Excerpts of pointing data

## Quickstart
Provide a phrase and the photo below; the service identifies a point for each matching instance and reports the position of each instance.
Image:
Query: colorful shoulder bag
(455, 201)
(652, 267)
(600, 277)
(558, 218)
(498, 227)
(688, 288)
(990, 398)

▶ _What is expected_: Rewrite the lines above, replacing "shoulder bag" with "tote bag" wherever it occurs and keeping everything else unchanged.

▶ _Exercise response_:
## Quickstart
Provide a phrase and the photo below; the service identifies a point for each matching instance and reports the position of each instance.
Image:
Query: colorful tote bag
(455, 201)
(652, 267)
(600, 277)
(558, 218)
(498, 227)
(688, 288)
(990, 398)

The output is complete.